** Opening DOCUMENT PASSAGE block **

Both accounts fall under the category of “budget reserves,” but there is a key difference in how they are supposed to operate.
Funds left in the surplus are unrestricted and can generally be used for any purpose. But under a law enacted in 1990 by then-Democratic Gov. James Florio, the rainy day fund is supposed to operate as a lock box, with some exceptions.
According to the statute, whenever tax collections that support the general fund outperform budget projections, a portion of those funds should generally flow directly into the rainy day fund. The use of those funds is also supposed to be restricted so that ample resources are available for times of emergency or when the state is facing a revenue shortfall.
However, governors and lawmakers have frequently failed to replenish the emergency account, and language is often inserted into the annual appropriations act to override the intent of the original law. That’s allowed because the appropriations act serves the state Constitution’s balanced-budget requirement, thus trumping any individual state law.
Sciortino said the Murphy administration is planning to “transfer” the entire $1.4 billion projected balance of the rainy day fund into the general fund during the 2022 fiscal year using budget language.
Questioning the Murphy approach
Those funds will help balance the governor’s $44.8 billion spending plan for the 2022 fiscal year at a time when taxes are expected to generate $40.8 billion, according to budget documents.
The administration is also planning to use another roughly $2.7 billion from the undesignated surplus to cover proposed fiscal year 2022 spending. Doing so would leave about $2.2 billion in that account to carry over as surplus for the start of the 2023 fiscal year.
Richard Keevey, who served as budget director under Florio, is among those who’ve questioned why Murphy is proposing to drain the rainy day account, including when he could instead leave less funding in the undesignated surplus.
“Why is the governor using money from the rainy day fund when it should be kept in the rainy day fund?” asked Keevey, who is now a university lecturer and regular NJ Spotlight News columnist on fiscal issues.

** Closing DOCUMENT PASSAGE block **

## LIST OF TASKS
(a) In the budget reserves article, why can language in the annual appropriations act override the 1990 rainy day fund law? Answer in one to three sentences.
(b) How would you render this sentence from the budget reserves article in Spanish: "Funds left in the surplus are unrestricted and can generally be used for any purpose."
(c) Can you continue the budget reserves article from where it stops?
The material after this point is separate from the budget reserves article.

** Opening EXTRACTED ENTRIES block **

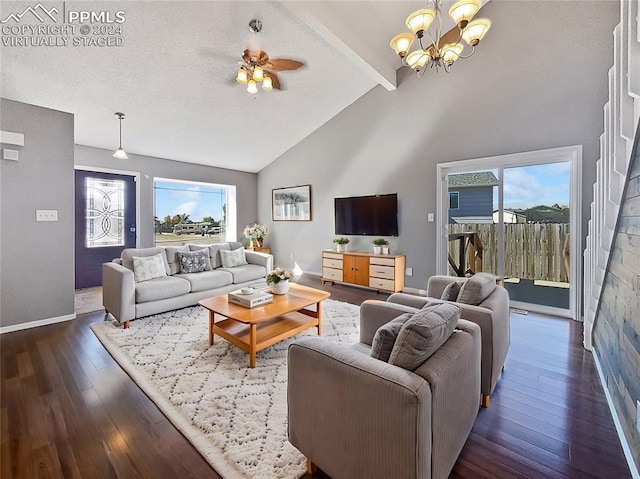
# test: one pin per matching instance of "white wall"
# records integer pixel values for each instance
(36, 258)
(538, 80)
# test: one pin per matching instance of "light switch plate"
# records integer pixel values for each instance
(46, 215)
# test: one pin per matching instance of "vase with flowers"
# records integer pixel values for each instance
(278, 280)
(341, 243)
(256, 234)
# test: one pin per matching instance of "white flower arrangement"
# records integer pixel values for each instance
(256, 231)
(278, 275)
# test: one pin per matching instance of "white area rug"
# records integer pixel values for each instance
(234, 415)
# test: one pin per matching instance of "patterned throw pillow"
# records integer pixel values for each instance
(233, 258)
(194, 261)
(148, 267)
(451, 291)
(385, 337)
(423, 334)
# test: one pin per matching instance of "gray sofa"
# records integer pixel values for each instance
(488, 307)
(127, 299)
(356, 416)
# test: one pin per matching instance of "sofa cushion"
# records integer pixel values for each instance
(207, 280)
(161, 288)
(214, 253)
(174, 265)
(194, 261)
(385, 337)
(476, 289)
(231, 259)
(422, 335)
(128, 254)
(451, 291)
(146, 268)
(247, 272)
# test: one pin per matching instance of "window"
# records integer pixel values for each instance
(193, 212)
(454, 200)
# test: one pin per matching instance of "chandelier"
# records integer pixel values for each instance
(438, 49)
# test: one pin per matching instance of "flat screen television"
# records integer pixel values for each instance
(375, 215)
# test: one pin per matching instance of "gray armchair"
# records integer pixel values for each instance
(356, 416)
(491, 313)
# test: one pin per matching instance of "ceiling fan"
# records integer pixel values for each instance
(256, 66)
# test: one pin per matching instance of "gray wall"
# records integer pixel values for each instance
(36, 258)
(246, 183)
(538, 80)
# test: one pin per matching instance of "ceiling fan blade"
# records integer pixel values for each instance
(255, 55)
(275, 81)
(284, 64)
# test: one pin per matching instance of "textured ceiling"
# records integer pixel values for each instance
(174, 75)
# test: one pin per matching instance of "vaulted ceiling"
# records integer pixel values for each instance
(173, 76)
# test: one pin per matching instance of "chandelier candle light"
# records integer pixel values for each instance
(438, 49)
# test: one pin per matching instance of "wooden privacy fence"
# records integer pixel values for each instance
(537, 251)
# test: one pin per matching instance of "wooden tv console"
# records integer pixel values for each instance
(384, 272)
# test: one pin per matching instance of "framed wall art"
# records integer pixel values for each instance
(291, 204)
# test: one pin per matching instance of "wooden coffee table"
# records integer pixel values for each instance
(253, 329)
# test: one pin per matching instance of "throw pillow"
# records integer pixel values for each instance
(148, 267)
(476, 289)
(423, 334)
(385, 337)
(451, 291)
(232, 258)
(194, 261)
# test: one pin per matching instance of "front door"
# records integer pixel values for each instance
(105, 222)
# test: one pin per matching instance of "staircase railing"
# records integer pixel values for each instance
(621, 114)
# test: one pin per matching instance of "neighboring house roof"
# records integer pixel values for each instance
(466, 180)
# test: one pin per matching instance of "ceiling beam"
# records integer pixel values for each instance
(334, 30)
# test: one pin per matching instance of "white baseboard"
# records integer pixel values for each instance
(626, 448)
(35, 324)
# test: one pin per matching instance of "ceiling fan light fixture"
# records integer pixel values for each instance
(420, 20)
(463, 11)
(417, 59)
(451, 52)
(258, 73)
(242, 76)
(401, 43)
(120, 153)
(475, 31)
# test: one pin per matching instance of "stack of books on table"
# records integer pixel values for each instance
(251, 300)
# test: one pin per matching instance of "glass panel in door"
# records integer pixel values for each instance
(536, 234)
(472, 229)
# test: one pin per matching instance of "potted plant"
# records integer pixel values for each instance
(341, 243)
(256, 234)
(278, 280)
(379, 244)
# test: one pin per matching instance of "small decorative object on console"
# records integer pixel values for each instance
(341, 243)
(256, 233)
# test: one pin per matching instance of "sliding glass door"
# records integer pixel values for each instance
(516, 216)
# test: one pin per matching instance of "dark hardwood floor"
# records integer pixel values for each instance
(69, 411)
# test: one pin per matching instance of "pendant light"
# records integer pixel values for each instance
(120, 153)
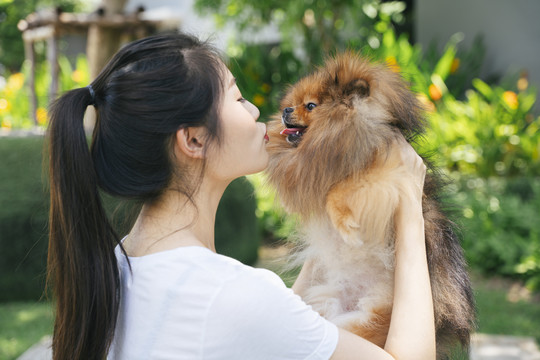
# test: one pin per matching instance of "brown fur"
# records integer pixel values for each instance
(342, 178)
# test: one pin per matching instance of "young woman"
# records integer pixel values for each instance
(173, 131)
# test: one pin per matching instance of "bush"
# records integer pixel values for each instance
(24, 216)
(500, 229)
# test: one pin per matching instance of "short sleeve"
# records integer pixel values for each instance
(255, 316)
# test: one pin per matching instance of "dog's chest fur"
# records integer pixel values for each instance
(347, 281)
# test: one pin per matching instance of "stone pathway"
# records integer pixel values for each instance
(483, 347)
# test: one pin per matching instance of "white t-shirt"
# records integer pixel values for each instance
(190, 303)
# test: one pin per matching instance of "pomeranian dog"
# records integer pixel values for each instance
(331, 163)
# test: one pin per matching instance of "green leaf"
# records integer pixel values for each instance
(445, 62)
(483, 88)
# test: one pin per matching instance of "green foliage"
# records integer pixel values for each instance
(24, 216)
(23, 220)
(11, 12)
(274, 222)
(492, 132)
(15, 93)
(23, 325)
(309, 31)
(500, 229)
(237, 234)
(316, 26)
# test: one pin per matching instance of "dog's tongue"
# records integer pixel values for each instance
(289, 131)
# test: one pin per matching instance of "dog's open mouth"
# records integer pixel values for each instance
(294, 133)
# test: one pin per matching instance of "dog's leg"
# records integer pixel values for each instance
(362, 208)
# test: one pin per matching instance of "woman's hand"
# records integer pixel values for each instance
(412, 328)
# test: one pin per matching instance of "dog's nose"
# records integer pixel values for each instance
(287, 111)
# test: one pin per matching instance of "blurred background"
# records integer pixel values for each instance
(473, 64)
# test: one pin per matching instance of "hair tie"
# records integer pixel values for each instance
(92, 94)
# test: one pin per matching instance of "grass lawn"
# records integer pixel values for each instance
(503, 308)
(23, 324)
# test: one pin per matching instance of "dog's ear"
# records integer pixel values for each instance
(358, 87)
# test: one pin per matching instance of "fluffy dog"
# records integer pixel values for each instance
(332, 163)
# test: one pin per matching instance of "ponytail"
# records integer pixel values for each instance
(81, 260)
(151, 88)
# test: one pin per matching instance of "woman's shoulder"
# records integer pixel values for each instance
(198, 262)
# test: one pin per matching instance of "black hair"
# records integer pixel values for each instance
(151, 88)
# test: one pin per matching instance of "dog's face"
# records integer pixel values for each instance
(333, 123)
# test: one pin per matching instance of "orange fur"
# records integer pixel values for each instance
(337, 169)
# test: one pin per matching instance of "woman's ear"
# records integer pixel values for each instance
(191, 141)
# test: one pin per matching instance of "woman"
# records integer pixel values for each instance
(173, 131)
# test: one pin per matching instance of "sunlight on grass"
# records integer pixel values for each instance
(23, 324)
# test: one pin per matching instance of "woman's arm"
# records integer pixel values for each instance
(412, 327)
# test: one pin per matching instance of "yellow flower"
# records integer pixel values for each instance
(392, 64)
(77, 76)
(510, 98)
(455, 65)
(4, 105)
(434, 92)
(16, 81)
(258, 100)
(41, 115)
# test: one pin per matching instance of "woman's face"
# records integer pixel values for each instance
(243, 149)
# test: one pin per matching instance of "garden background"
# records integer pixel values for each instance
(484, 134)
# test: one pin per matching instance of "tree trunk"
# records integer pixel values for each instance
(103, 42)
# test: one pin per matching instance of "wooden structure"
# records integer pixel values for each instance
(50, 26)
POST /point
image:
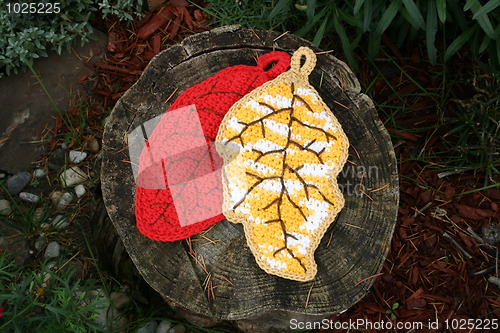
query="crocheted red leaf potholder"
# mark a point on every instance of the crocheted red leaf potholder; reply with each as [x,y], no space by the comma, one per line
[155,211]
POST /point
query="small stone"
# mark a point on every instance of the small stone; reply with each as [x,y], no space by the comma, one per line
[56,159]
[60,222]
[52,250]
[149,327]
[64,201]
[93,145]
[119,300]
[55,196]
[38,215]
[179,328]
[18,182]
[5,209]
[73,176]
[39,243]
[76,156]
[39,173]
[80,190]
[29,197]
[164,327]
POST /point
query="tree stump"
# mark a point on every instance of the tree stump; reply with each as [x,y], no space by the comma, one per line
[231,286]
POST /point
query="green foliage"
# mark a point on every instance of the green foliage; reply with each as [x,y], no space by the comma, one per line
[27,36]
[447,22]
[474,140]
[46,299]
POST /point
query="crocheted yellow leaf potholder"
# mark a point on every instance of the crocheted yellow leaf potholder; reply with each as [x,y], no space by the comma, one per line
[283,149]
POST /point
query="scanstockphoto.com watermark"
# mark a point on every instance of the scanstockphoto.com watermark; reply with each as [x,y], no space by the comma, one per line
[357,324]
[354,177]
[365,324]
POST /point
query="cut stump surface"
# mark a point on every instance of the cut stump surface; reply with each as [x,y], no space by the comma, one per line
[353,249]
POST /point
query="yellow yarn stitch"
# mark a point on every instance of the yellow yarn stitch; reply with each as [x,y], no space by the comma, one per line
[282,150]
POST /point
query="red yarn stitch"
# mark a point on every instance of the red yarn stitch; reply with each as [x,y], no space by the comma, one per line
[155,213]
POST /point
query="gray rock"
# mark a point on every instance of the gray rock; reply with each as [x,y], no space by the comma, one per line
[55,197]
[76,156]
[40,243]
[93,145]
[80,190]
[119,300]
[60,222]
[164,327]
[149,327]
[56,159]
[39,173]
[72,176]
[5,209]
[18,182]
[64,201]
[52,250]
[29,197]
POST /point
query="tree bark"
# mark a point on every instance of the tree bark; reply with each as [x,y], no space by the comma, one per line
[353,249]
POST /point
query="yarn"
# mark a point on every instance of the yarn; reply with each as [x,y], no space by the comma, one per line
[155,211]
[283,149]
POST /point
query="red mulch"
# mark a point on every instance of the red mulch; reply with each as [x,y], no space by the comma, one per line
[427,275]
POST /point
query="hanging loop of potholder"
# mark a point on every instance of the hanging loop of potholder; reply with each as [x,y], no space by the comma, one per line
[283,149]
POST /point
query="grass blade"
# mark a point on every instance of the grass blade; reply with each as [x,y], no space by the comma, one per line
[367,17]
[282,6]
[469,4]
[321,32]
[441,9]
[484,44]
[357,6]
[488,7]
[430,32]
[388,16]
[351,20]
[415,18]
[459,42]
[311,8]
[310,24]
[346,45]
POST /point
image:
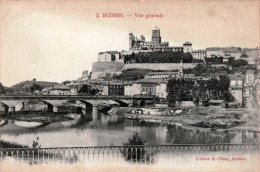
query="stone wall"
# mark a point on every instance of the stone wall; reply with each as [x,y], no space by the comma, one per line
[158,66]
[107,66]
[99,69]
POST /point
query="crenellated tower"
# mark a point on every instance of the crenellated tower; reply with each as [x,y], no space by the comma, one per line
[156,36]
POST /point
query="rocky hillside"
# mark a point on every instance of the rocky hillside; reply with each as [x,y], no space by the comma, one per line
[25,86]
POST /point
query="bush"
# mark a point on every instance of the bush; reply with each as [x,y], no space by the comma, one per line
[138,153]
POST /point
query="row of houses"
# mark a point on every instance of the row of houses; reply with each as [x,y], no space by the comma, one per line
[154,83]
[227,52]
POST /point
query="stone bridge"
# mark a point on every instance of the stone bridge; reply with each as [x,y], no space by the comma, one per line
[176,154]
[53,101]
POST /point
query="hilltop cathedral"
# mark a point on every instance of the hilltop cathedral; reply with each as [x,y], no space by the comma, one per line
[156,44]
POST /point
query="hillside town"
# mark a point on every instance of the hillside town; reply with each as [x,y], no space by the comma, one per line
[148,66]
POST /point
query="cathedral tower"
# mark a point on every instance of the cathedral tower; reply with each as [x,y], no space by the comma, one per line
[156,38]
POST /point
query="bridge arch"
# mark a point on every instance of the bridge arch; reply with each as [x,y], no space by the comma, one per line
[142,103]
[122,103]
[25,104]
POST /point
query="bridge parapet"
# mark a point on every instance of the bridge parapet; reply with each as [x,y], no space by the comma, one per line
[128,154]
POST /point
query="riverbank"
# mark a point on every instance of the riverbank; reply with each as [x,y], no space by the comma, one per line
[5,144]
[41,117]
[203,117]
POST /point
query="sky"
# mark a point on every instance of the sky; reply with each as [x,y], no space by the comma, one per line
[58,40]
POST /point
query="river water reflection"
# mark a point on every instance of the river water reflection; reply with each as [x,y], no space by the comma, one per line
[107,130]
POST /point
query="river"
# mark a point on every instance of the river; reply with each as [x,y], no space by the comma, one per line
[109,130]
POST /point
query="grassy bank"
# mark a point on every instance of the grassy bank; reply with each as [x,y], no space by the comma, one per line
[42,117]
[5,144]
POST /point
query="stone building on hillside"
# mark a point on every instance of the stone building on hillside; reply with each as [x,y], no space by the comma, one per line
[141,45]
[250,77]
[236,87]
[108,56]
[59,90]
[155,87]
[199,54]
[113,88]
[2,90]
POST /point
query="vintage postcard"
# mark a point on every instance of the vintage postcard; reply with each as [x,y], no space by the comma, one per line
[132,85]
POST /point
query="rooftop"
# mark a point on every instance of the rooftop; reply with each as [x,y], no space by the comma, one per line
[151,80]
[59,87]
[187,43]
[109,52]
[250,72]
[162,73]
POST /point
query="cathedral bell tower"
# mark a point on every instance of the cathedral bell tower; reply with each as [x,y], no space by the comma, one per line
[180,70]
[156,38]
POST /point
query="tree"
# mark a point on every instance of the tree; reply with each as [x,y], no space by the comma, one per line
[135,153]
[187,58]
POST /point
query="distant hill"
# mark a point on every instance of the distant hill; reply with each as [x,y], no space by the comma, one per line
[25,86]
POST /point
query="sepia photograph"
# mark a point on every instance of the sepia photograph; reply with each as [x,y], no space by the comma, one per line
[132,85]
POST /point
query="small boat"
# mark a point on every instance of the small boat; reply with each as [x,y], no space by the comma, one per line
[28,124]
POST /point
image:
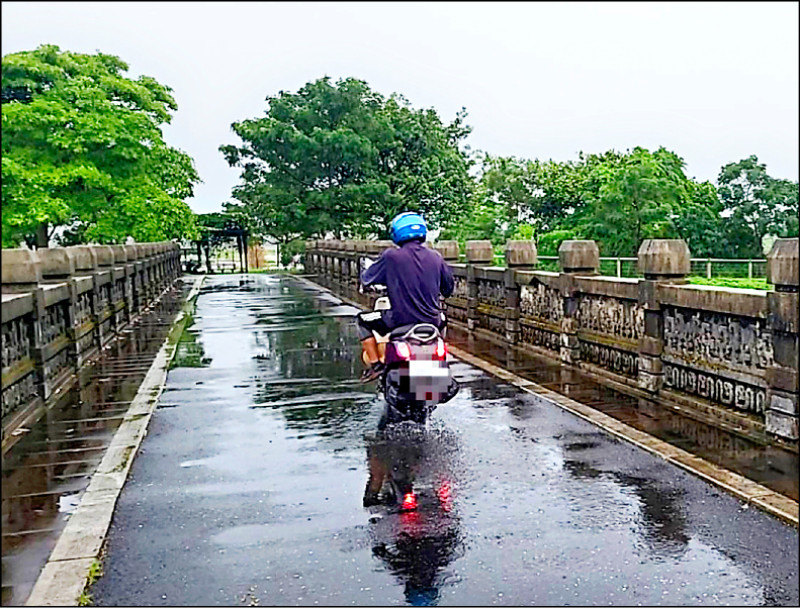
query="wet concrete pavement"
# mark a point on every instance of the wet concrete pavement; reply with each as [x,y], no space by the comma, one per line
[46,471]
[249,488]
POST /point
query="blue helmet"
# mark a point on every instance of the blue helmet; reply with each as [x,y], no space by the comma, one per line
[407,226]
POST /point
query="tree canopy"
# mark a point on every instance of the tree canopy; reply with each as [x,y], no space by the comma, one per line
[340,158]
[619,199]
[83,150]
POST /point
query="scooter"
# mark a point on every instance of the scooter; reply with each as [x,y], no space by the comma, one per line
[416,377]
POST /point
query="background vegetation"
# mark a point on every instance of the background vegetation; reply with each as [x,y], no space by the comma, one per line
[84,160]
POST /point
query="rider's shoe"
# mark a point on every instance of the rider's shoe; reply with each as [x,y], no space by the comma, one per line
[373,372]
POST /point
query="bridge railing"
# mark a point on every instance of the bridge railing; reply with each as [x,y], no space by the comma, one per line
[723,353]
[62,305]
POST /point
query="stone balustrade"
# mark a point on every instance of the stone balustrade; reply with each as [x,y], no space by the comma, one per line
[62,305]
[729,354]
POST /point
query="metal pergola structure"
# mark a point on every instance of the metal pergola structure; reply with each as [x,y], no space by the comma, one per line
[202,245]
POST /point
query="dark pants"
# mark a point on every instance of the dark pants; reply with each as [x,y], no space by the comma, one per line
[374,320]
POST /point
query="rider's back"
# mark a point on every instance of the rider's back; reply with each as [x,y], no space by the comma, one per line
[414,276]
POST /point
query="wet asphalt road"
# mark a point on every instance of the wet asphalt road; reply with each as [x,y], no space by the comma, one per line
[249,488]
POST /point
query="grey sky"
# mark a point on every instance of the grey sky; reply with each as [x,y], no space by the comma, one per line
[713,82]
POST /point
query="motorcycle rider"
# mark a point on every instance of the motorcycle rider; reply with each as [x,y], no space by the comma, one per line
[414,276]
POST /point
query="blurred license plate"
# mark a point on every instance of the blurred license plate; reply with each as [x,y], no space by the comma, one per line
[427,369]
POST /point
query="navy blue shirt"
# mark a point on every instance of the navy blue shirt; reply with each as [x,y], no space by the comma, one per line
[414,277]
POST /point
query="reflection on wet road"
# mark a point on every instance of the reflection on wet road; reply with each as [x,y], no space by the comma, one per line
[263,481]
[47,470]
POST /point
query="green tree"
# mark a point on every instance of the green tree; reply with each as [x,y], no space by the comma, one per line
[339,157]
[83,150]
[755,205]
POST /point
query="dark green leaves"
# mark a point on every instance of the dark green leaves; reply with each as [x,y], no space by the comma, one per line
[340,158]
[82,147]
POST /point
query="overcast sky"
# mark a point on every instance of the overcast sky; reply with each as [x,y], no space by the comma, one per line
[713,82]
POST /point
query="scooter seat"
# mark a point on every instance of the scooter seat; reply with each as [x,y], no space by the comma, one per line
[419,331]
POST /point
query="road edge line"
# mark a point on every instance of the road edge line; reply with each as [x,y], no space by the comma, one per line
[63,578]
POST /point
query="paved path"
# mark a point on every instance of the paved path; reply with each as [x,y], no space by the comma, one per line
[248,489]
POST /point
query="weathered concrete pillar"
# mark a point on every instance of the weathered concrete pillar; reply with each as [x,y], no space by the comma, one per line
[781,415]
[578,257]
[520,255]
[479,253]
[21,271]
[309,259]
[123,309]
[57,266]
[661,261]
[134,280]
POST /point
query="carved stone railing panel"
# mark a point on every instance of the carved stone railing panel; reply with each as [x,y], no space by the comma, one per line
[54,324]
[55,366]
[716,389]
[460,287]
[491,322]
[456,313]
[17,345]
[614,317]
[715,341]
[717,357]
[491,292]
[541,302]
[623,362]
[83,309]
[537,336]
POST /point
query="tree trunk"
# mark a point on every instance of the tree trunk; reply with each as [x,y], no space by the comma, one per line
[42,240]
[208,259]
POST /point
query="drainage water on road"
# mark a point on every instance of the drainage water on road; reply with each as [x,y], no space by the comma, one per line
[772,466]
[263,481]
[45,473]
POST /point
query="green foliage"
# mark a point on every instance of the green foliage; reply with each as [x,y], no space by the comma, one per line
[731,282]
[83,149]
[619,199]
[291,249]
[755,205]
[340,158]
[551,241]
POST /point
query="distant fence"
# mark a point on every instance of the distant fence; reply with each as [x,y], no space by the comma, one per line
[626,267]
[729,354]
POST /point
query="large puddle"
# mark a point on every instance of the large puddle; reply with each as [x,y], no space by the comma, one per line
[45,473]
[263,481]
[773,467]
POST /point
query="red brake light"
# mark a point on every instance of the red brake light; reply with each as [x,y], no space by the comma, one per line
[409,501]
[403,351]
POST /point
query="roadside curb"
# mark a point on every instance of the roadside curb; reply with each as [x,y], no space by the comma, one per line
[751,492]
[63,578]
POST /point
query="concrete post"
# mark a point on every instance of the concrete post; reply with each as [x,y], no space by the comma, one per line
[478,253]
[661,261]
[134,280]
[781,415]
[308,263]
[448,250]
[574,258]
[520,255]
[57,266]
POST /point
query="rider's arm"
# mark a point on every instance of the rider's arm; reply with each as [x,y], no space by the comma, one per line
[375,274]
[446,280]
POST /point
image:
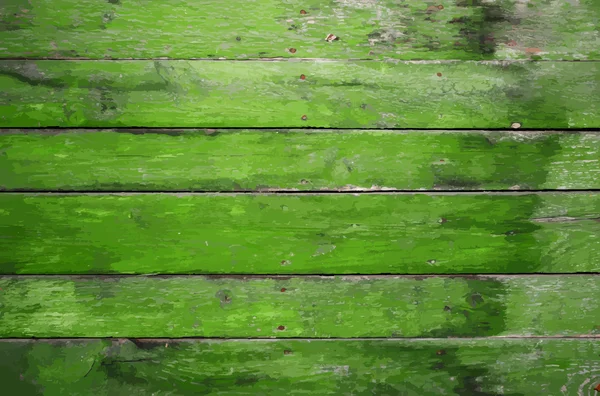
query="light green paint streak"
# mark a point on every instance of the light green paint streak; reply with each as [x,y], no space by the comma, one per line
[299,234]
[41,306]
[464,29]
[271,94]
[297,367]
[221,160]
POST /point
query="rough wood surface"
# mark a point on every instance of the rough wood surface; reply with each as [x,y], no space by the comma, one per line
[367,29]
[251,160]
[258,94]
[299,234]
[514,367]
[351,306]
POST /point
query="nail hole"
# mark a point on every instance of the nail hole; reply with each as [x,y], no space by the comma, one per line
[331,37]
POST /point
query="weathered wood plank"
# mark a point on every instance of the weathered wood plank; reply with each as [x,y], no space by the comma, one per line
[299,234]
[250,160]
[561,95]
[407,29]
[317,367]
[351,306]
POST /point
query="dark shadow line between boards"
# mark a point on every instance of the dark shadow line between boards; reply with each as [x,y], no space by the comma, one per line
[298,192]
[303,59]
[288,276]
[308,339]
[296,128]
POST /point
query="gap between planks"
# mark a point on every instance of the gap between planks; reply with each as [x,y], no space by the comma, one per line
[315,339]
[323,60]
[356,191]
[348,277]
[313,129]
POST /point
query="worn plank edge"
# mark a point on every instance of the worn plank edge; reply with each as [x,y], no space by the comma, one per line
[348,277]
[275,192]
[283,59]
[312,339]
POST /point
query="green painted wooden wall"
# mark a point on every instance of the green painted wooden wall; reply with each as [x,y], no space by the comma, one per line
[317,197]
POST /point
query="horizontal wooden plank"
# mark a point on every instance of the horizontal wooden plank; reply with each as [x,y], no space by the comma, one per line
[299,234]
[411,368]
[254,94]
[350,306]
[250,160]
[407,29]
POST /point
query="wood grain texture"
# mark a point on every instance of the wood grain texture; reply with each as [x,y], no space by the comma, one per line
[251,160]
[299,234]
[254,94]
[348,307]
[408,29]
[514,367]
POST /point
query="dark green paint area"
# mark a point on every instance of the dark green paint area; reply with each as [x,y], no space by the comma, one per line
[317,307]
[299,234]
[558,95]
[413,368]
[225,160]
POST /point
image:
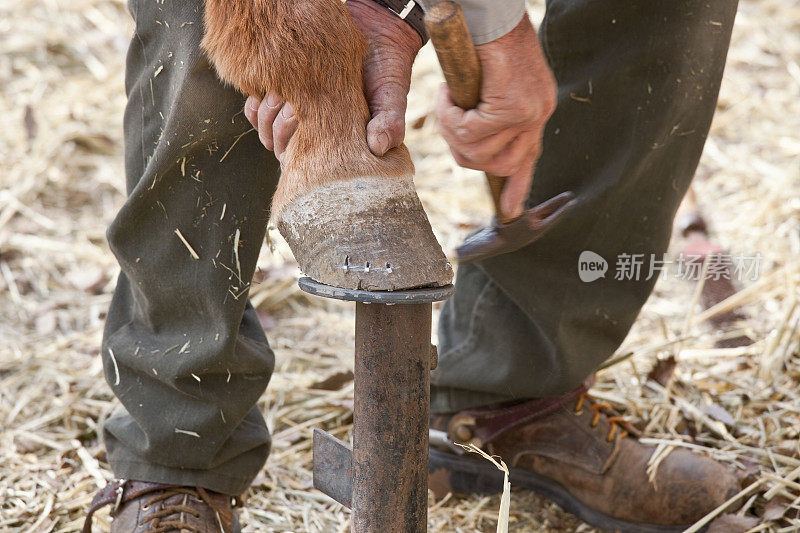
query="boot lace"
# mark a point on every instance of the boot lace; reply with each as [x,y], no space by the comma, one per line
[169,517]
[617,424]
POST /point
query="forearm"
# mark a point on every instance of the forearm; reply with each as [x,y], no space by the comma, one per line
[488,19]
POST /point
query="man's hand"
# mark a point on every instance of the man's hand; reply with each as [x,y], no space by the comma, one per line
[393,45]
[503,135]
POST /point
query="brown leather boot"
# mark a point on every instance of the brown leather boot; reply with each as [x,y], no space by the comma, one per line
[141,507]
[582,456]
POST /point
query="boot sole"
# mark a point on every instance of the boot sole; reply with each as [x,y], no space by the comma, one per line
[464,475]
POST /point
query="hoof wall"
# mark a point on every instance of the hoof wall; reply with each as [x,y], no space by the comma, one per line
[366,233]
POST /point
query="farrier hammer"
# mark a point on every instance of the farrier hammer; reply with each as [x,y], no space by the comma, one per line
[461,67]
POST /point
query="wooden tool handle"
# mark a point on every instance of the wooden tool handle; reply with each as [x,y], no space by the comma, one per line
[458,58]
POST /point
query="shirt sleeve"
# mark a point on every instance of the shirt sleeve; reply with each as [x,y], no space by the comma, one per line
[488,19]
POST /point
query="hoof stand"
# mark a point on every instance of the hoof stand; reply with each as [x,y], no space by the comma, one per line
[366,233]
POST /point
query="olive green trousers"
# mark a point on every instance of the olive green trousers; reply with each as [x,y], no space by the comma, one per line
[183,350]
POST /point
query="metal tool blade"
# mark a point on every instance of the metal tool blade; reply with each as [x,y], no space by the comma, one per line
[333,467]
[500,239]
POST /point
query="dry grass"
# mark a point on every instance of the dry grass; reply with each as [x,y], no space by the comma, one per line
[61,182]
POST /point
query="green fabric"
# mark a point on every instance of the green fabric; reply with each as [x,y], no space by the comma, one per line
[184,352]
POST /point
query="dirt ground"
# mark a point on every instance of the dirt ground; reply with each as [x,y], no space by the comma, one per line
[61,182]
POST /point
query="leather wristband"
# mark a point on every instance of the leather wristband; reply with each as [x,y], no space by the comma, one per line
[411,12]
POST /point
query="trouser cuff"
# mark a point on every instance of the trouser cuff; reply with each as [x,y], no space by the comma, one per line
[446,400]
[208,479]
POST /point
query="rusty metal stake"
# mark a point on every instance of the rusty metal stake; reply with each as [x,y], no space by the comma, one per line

** Closing EXTRACTED ENTRIES block **

## SOLVED PROBLEMS
(a) The appropriations act serves the state Constitution's balanced-budget requirement. It therefore trumps any individual state law, including the rainy day fund statute.

(b) Los fondos que quedan en el superávit no tienen restricciones y, por lo general, pueden usarse para cualquier fin.

(c)
“Furthermore, he’s doing it by superseding the statute with appropriations language,” Keevey said.
A recent report issued by New Jersey Policy Perspective, a liberal Trenton-based think tank, also raised the issue of the rainy day fund. The report highlighted six reforms that could be enacted to “de-politicize and more effectively shape New Jersey’s budget,” including strengthening the current statutory language governing the rainy day fund.
“New Jersey can’t allow reserves to be treated like a slush fund or a second-tier obligation,” the report said.
The best practice?
During recent legislative budget hearings, lawmakers and fiscal analysts from the nonpartisan Office of Legislative Services discussed best practices for maintaining budget reserves. The analysts suggested a good goal for states is to have in reserve about 10% of projected annual spending, which would equal about $4.5 billion for fiscal year 2022 based on Murphy’s broader spending proposals, or double the amount the governor is currently earmarking for reserves. It’s now up to lawmakers to draft a spending bill before a July 1 deadline, and as budget hearings continue, it remains to be seen whether they will propose any change in fund balances.
Murphy himself stressed to lawmakers in 2019, when the issue of reserves was a subject of debate, that the state had $2.6 billion in reserves before the Great Recession and went on to face nearly $5 billion in revenue losses.
Asked for a comment on his current plan to maintain a $2.2 billion surplus, Sciortino said Murphy has “made building a healthier surplus a central priority in each of his proposed budgets.”
“Our proposed ending surplus, during the midst of a once-in-a-lifetime pandemic, is more than five times the surplus we inherited from the previous administration and more than double the next-highest proposed ending surplus,” she said.